- [WHAT THE EXERCISE ASKS]
Between the lines holding "on the papery" and "point(66, 171)", inclusive, swap "photo" for "image" and write those lines out again with nothing else changed. Leave the pictures out of your answer.

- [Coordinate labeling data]
>>>

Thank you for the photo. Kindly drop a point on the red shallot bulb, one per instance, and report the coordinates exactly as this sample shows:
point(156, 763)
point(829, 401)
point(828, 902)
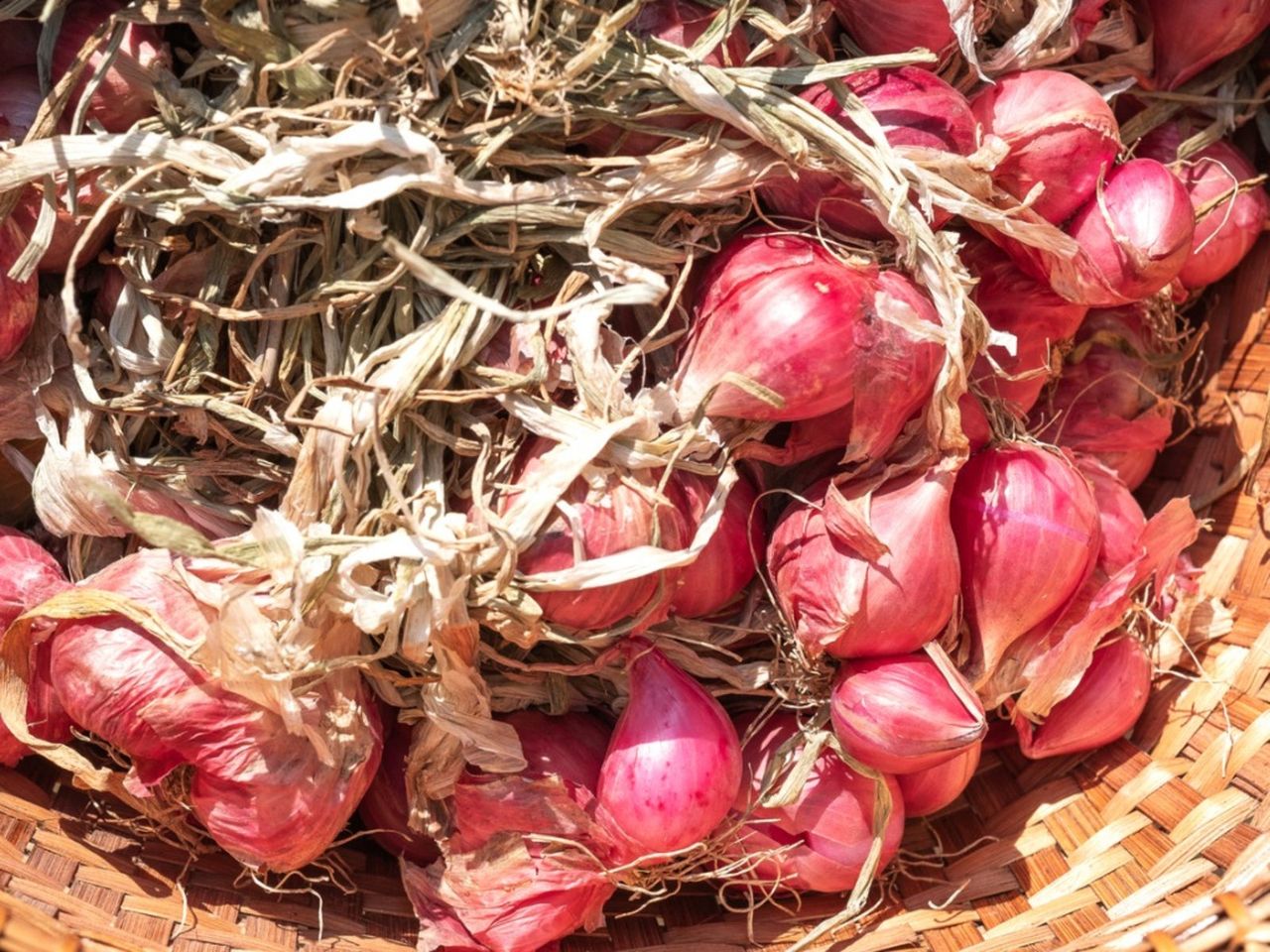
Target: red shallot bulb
point(901, 714)
point(1120, 518)
point(613, 516)
point(729, 560)
point(1107, 701)
point(571, 746)
point(915, 108)
point(18, 298)
point(1039, 318)
point(1137, 232)
point(826, 834)
point(841, 334)
point(126, 91)
point(19, 40)
point(683, 23)
point(1062, 135)
point(268, 796)
point(1110, 402)
point(937, 787)
point(885, 27)
point(385, 810)
point(674, 765)
point(19, 100)
point(31, 576)
point(1224, 232)
point(1026, 530)
point(1192, 35)
point(860, 588)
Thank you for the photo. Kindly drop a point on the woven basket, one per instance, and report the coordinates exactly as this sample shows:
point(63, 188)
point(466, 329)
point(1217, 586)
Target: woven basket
point(1157, 843)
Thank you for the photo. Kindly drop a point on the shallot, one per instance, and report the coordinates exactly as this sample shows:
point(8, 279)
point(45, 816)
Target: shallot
point(1112, 399)
point(937, 787)
point(1026, 527)
point(905, 714)
point(1229, 216)
point(818, 331)
point(861, 574)
point(1135, 232)
point(674, 765)
point(1062, 136)
point(126, 91)
point(1105, 703)
point(915, 108)
point(822, 839)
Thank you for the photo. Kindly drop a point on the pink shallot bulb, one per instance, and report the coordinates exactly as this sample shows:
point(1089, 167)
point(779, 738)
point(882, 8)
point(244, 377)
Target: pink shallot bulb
point(1135, 234)
point(674, 763)
point(1016, 303)
point(1189, 36)
point(1110, 400)
point(1026, 527)
point(937, 787)
point(1062, 136)
point(856, 587)
point(1107, 701)
point(1227, 230)
point(615, 511)
point(31, 576)
point(903, 714)
point(826, 834)
point(885, 27)
point(125, 94)
point(915, 108)
point(842, 334)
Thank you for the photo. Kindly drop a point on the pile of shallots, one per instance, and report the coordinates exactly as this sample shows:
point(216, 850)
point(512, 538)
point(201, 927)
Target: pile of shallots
point(945, 551)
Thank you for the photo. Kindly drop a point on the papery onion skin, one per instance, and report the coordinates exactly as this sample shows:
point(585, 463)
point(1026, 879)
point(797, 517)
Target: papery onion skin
point(137, 694)
point(1107, 701)
point(1110, 404)
point(728, 562)
point(1137, 234)
point(898, 714)
point(1014, 302)
point(1026, 527)
point(1189, 37)
point(1120, 518)
point(571, 746)
point(385, 810)
point(613, 520)
point(18, 298)
point(937, 787)
point(19, 100)
point(683, 23)
point(1061, 134)
point(826, 832)
point(837, 326)
point(674, 766)
point(1225, 231)
point(123, 95)
point(31, 575)
point(838, 601)
point(913, 107)
point(885, 27)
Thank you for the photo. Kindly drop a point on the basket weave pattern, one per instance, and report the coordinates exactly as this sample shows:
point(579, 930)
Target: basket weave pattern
point(1161, 842)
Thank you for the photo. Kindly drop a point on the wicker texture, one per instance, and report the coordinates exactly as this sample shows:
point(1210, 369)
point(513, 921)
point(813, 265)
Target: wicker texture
point(1157, 843)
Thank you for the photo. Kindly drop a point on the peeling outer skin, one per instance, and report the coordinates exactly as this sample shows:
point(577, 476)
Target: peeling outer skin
point(119, 648)
point(498, 889)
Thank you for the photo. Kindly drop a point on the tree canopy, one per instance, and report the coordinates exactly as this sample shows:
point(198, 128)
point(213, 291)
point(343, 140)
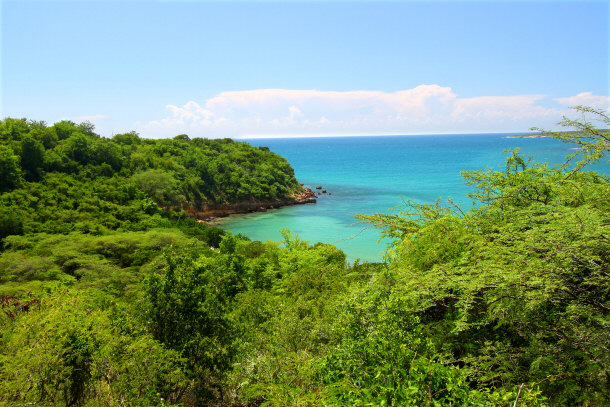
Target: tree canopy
point(119, 299)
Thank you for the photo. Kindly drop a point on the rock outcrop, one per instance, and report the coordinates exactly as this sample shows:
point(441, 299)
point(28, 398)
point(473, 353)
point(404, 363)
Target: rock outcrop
point(212, 211)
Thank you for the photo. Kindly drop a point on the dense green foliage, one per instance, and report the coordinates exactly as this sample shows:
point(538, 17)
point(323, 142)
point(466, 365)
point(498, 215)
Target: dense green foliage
point(126, 302)
point(64, 178)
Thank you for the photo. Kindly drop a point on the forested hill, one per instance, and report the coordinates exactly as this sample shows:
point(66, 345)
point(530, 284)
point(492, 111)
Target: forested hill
point(108, 299)
point(66, 171)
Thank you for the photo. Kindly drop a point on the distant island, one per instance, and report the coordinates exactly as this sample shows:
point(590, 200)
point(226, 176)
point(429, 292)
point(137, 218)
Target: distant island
point(550, 134)
point(536, 135)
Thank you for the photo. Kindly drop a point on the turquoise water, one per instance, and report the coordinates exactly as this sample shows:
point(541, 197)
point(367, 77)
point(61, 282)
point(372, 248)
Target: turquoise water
point(374, 174)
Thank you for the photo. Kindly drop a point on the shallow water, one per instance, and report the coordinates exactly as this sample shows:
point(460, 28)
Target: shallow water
point(373, 174)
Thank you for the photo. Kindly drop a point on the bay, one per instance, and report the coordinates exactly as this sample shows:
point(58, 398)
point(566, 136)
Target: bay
point(366, 175)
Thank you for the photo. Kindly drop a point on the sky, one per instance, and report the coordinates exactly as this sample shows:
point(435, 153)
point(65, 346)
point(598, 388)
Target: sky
point(303, 68)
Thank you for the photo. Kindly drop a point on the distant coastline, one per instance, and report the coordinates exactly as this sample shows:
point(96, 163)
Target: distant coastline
point(537, 135)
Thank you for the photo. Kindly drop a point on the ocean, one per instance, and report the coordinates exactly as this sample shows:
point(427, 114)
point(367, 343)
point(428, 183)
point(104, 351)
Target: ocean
point(366, 175)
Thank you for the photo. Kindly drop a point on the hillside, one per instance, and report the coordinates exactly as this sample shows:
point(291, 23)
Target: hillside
point(119, 298)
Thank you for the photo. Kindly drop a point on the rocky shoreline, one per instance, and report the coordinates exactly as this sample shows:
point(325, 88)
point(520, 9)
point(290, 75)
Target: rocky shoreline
point(211, 212)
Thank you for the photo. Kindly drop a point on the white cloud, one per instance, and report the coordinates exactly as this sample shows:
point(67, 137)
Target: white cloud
point(423, 109)
point(586, 99)
point(90, 118)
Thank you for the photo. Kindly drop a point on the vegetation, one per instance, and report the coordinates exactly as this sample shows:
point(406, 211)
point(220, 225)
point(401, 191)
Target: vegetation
point(111, 296)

<<<

- [EXERCISE OUTPUT]
Thank you for the image. Kindly drop a point on the papery onion skin, one per instance, and report the coordinates exactly as this sample shows:
point(585, 463)
point(1026, 879)
point(797, 517)
Target: papery onion skin
point(137, 694)
point(1107, 701)
point(1110, 404)
point(728, 562)
point(1137, 234)
point(898, 714)
point(1014, 302)
point(1026, 527)
point(1189, 37)
point(1120, 518)
point(571, 746)
point(385, 810)
point(613, 520)
point(18, 298)
point(937, 787)
point(19, 100)
point(683, 23)
point(1061, 134)
point(826, 832)
point(837, 326)
point(674, 766)
point(1225, 231)
point(123, 95)
point(31, 575)
point(838, 601)
point(913, 107)
point(885, 27)
Thank you for the image. Kindly drop a point on the basket weave pattern, one per instance, and report the coordinates exactly as this sample shows:
point(579, 930)
Target: basket weave pattern
point(1161, 842)
Thank you for the image. Kindly drop a point on the wicker texture, one per instance, and report the coordinates exactly as this sample shows:
point(1210, 369)
point(513, 921)
point(813, 265)
Target: wicker texture
point(1157, 843)
Thank you for the image. Kindly drop a point on the peeling outer skin, one per instance, and report the coordinates exactly as this sample shows:
point(577, 476)
Target: peeling outer skin
point(119, 648)
point(498, 889)
Thank you for the image. Kindly drop a point on the tree canopy, one per instance, and report the coordinates exactly as this sample shows:
point(198, 128)
point(213, 291)
point(343, 140)
Target: tree canopy
point(119, 299)
Thank you for the image. Kindly drop a point on the rock outcrop, one per instance, and report the coordinates exactly as this sample shows:
point(441, 299)
point(28, 398)
point(473, 353)
point(404, 363)
Target: rock outcrop
point(212, 211)
Thank you for the image. Kindly drop a point on the dense green foliage, one per instance, and report the coordinates exactly as this sample shows:
point(538, 17)
point(323, 142)
point(466, 365)
point(498, 215)
Target: dense green foliage
point(126, 302)
point(64, 178)
Thank you for the image. Kindly drop a point on the forested hill, one per instance, and report the coordinates exactly as this sample shows:
point(66, 345)
point(530, 284)
point(492, 111)
Target: forested hill
point(108, 299)
point(66, 171)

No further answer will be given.